_Short task_
Count the lines in the rows below that contain the string "house", matching case exactly. Reply with the number alone.

_Extracted information_
- - - -

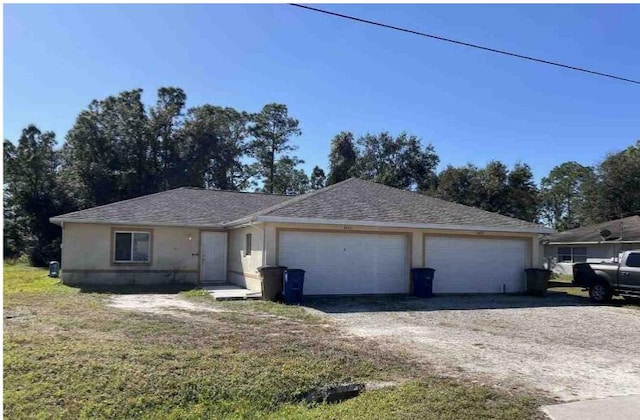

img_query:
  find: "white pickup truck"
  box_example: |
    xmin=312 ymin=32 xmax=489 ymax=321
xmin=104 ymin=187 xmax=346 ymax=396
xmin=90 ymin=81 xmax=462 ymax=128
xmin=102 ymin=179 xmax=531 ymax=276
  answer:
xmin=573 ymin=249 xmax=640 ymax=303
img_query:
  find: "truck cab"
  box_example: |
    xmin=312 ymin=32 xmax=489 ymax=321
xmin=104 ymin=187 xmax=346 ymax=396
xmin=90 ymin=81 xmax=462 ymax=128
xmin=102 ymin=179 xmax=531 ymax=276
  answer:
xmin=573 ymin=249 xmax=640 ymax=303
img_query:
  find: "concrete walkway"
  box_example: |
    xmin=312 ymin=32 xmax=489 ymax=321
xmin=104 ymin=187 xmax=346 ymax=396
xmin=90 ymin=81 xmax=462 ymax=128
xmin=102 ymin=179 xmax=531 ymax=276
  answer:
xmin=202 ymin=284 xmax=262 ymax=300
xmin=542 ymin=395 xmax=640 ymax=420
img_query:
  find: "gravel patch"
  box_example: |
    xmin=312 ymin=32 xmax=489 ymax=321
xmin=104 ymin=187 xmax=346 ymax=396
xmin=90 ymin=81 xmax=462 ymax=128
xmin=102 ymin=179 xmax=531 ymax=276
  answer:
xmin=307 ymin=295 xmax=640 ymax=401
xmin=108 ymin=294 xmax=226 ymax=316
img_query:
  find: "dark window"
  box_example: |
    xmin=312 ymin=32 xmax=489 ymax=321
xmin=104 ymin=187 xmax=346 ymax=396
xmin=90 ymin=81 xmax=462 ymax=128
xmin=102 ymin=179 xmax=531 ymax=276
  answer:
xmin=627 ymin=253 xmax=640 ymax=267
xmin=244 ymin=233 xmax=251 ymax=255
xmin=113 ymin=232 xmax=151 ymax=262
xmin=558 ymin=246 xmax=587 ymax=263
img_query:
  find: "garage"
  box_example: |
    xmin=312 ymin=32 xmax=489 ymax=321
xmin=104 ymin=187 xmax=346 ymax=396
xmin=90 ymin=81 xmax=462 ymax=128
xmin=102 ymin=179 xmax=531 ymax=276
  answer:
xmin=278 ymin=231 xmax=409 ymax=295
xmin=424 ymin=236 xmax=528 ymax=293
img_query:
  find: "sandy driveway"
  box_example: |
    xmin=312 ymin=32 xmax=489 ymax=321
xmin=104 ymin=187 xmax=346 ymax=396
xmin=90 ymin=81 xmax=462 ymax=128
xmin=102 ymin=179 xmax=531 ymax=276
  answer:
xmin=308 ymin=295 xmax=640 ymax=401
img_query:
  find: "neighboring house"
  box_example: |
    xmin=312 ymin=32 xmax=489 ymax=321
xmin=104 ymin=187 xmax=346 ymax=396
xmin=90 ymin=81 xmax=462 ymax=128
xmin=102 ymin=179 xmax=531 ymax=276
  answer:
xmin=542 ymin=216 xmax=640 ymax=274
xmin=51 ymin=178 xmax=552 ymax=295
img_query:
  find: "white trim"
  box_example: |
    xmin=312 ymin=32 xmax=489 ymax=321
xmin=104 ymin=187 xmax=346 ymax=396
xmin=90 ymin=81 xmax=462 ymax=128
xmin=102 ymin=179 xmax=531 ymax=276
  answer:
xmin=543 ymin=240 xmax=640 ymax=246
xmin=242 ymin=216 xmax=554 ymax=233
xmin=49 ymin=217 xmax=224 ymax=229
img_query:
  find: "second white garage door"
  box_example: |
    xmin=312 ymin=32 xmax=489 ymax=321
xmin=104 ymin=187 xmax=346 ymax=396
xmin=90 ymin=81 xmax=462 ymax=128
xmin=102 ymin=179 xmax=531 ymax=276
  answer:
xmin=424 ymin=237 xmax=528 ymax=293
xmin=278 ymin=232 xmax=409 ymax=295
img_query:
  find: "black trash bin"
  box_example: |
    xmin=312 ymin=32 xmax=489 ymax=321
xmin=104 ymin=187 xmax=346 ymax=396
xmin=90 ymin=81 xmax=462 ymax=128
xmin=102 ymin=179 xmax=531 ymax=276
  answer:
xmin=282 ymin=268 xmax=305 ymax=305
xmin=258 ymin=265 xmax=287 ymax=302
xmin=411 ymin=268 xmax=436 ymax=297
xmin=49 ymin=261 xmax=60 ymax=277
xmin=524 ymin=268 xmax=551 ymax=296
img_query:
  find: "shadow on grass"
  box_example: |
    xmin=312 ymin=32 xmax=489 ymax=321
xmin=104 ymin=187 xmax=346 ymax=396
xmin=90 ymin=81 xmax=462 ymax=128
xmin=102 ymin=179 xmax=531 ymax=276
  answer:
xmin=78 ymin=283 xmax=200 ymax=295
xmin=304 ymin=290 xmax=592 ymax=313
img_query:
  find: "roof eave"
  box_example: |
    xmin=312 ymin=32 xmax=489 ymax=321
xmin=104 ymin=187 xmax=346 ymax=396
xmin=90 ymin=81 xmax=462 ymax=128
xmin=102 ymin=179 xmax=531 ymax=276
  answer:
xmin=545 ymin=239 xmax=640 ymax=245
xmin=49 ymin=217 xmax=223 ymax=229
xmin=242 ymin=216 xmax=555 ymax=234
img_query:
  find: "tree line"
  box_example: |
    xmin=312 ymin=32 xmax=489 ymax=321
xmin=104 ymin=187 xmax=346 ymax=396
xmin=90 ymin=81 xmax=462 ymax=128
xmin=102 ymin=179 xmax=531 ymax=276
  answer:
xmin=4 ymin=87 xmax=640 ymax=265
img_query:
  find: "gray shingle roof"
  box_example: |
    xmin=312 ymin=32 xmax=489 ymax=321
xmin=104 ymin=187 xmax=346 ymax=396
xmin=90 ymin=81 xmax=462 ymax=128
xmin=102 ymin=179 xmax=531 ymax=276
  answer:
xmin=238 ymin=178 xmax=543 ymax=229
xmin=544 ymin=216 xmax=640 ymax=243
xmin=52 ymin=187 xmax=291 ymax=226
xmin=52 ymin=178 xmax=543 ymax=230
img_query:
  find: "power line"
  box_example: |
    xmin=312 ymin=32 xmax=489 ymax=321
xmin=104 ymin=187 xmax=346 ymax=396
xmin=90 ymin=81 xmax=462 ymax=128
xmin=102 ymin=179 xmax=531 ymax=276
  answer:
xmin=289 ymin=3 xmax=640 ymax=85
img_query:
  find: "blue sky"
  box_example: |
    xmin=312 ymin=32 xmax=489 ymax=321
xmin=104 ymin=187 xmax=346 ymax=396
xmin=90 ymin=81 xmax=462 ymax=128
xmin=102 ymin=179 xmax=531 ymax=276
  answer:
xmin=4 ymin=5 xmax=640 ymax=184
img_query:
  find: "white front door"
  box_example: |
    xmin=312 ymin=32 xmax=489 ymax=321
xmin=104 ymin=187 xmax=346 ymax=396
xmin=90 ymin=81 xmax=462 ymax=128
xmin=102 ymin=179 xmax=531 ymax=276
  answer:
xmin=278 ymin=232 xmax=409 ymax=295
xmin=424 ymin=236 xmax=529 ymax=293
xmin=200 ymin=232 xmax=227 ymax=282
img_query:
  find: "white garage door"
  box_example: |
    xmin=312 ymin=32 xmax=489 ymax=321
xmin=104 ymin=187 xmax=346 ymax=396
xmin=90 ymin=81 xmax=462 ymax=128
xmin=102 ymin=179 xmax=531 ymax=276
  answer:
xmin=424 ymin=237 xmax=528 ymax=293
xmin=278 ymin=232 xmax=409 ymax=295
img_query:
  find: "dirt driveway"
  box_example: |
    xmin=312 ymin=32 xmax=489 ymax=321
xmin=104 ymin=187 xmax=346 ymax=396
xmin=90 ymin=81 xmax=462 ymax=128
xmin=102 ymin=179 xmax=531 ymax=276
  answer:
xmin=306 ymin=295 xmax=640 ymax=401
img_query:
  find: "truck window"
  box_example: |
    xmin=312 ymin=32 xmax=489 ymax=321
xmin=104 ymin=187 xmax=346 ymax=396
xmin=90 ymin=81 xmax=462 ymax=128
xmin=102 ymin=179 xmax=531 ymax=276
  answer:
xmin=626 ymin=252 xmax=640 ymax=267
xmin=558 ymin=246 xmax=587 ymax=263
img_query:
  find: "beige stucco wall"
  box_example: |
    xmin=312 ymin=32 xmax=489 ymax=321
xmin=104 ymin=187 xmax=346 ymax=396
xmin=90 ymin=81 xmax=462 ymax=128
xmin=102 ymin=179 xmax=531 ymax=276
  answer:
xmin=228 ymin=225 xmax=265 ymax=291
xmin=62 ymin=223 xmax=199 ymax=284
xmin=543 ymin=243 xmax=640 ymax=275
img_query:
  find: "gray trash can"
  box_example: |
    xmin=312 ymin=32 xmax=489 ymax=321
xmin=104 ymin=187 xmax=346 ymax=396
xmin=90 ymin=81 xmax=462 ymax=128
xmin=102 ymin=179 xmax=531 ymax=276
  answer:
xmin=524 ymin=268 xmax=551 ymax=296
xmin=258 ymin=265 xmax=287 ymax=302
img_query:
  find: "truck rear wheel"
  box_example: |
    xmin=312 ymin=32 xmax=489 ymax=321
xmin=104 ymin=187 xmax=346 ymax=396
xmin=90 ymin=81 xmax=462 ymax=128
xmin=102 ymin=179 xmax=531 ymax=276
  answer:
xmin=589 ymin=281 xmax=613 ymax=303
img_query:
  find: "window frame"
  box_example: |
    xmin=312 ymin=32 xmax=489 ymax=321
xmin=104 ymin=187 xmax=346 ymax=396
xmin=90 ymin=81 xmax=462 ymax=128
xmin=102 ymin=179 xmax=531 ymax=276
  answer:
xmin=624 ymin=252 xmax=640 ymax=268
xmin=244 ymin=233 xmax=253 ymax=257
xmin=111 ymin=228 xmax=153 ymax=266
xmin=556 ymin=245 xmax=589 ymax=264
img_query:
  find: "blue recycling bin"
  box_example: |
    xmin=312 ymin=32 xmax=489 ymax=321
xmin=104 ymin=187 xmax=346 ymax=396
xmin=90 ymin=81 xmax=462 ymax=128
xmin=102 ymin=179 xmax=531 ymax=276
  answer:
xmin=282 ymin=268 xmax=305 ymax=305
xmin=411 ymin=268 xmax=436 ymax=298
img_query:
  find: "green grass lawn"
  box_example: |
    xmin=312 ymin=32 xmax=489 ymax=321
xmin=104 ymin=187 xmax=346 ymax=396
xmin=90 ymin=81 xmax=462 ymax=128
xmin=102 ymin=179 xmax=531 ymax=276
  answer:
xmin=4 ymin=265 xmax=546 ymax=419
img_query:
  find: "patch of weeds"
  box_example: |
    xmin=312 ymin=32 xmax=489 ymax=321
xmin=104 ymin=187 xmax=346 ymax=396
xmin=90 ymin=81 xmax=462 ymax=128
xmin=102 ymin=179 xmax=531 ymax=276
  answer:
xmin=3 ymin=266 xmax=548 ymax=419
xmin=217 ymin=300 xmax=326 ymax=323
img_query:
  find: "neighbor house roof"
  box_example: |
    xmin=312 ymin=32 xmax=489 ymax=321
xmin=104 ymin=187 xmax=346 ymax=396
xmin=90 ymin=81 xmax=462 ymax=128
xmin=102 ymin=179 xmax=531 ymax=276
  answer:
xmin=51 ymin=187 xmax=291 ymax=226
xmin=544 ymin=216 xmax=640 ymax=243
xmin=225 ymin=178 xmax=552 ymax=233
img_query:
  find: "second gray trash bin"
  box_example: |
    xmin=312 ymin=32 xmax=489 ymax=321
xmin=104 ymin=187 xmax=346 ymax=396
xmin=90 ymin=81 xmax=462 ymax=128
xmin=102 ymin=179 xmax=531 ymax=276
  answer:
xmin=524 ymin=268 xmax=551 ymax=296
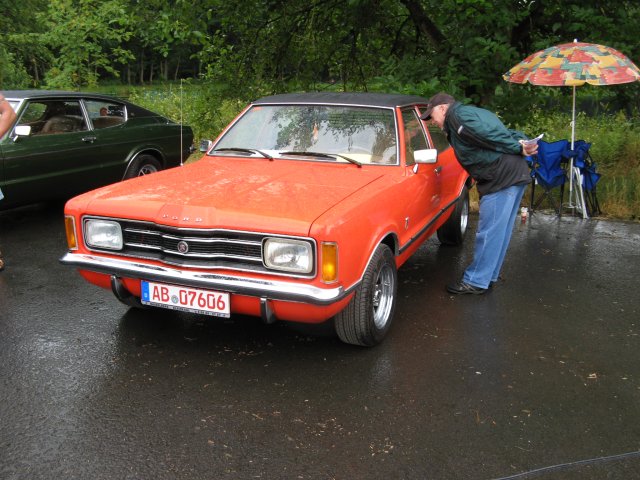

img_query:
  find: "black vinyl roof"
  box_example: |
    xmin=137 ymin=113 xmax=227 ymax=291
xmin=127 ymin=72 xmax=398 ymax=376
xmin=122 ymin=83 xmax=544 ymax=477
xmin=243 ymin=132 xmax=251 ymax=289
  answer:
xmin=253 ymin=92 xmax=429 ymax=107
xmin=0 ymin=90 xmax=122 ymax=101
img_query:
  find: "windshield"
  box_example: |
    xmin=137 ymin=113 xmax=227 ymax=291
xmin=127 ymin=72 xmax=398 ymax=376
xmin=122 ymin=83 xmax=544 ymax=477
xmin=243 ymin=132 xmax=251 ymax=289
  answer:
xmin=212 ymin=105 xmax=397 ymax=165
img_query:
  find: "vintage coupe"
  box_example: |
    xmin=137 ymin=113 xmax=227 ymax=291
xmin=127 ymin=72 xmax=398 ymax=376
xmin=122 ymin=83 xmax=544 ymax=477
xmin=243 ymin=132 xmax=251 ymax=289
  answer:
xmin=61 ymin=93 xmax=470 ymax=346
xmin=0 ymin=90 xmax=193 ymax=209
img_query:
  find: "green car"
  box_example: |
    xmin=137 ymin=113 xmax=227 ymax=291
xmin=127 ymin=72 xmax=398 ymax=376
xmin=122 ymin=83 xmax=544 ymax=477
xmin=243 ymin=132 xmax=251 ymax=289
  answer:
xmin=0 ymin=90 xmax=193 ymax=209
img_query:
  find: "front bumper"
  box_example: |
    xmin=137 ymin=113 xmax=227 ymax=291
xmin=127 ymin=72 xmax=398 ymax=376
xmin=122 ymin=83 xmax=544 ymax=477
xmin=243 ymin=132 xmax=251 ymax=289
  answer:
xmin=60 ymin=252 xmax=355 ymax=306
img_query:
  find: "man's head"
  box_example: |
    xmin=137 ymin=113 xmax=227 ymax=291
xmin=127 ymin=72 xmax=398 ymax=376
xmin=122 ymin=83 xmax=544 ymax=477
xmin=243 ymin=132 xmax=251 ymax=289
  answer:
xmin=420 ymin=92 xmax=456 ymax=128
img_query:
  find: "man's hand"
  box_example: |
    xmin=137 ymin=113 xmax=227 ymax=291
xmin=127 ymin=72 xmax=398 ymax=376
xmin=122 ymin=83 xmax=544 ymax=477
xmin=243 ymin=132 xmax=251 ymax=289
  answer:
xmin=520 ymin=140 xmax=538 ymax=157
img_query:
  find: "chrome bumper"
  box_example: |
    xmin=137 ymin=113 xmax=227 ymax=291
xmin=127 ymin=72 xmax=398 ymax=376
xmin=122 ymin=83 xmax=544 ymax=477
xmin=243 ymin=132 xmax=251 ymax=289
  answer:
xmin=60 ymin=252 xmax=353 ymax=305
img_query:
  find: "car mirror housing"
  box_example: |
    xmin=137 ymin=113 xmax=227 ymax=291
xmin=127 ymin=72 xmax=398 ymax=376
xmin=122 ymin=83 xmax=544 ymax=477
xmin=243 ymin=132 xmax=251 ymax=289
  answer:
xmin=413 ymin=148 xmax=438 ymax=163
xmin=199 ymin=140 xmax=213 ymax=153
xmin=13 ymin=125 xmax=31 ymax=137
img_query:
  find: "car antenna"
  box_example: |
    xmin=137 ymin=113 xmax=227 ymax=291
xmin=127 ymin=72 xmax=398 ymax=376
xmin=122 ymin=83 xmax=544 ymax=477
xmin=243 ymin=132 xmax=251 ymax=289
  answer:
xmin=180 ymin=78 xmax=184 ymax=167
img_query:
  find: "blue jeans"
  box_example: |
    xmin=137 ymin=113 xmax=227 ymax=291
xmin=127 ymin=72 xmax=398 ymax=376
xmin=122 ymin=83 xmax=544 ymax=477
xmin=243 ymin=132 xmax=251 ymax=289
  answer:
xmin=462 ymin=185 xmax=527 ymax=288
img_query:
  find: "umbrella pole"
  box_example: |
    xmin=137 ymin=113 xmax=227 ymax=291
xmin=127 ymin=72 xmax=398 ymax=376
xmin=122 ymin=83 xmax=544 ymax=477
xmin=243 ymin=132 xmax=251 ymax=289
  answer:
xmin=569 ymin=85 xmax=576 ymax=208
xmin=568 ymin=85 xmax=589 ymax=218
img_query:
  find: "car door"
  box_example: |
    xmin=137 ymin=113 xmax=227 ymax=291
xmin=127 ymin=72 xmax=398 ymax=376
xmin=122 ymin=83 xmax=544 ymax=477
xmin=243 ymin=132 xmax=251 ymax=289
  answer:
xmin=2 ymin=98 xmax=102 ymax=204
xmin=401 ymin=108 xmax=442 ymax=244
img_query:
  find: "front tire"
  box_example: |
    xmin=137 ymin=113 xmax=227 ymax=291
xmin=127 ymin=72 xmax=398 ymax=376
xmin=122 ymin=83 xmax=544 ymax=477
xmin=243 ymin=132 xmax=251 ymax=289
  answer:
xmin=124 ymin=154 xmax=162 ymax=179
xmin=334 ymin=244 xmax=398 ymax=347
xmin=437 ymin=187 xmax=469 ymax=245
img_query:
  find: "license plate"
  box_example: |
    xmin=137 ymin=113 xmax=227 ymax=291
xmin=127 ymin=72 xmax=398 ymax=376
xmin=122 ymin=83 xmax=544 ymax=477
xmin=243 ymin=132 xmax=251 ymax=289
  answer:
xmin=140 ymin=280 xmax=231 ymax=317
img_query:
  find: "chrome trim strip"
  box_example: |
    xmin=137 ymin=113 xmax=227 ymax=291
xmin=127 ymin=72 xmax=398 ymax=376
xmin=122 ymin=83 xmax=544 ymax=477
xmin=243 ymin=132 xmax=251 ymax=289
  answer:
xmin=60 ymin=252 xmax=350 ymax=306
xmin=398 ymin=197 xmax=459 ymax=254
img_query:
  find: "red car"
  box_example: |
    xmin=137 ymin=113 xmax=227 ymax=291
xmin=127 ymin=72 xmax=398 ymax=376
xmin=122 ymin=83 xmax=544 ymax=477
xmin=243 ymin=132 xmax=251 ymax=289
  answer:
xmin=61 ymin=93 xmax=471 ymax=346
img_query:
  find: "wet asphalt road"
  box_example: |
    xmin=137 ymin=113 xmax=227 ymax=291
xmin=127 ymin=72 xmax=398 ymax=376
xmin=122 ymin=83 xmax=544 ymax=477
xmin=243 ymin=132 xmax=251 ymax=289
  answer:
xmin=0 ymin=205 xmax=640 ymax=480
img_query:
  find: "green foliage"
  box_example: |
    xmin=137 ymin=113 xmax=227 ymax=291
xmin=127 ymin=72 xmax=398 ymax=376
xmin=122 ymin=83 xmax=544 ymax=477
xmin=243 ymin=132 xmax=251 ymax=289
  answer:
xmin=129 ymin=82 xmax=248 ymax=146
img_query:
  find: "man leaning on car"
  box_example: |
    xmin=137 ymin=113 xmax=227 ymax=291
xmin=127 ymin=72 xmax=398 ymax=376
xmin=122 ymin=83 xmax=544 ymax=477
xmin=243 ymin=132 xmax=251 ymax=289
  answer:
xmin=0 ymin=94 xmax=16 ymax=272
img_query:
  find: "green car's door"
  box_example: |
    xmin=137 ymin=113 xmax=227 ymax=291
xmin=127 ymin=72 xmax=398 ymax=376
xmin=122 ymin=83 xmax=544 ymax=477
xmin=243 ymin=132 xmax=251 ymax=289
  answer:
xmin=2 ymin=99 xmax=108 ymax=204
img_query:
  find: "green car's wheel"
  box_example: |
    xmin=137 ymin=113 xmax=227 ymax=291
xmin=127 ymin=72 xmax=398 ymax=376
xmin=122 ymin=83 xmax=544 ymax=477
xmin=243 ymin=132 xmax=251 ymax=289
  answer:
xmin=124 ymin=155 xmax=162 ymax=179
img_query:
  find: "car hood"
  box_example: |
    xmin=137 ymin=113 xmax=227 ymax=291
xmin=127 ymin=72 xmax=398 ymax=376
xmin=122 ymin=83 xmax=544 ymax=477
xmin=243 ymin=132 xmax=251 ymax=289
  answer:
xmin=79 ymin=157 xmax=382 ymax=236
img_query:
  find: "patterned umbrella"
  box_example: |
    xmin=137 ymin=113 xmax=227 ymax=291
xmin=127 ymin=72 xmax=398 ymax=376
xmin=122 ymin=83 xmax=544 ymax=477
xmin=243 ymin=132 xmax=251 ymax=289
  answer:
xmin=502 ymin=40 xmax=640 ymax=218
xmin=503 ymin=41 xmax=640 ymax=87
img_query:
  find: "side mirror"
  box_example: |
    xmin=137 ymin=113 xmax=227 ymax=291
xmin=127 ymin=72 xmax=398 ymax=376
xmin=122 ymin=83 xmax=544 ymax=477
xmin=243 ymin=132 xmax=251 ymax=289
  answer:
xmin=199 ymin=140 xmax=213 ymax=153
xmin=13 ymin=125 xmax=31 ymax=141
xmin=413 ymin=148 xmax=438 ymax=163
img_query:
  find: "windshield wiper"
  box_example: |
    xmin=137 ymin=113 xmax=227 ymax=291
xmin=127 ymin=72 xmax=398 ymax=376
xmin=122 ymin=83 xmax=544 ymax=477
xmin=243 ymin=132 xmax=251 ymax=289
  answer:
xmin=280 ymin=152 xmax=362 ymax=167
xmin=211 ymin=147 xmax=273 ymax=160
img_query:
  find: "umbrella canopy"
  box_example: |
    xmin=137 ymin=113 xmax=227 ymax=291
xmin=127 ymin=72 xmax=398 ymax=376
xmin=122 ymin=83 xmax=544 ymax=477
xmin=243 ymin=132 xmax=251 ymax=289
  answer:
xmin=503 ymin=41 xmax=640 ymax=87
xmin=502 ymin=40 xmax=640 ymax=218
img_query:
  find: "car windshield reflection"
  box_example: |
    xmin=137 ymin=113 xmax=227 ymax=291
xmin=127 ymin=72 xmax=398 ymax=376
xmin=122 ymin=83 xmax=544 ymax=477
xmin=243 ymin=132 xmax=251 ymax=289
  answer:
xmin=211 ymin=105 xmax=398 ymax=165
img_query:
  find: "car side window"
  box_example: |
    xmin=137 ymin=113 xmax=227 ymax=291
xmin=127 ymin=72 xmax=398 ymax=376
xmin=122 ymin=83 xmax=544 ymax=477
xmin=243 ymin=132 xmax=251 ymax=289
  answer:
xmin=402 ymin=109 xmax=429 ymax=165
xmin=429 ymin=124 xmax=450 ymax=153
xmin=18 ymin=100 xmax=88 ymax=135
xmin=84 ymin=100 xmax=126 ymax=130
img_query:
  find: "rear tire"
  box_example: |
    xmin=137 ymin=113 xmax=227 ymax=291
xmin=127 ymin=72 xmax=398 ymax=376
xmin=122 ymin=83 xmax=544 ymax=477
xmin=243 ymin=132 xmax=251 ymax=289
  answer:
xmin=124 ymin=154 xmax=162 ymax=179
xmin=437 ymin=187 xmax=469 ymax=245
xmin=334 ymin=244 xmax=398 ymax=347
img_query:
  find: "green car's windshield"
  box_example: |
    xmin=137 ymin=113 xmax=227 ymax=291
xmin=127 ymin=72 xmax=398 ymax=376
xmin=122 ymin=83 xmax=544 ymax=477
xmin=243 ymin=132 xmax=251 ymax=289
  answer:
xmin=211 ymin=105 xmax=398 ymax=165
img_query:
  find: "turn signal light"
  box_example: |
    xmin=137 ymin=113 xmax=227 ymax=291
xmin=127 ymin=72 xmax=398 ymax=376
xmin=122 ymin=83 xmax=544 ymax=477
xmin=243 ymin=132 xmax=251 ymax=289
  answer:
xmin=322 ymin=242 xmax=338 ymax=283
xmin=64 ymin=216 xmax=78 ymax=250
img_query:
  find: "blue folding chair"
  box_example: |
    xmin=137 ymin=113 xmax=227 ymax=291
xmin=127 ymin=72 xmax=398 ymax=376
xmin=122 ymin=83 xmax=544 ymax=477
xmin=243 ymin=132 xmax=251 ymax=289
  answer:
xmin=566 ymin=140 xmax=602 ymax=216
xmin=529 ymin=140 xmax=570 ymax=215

- - - -

_Answer_
2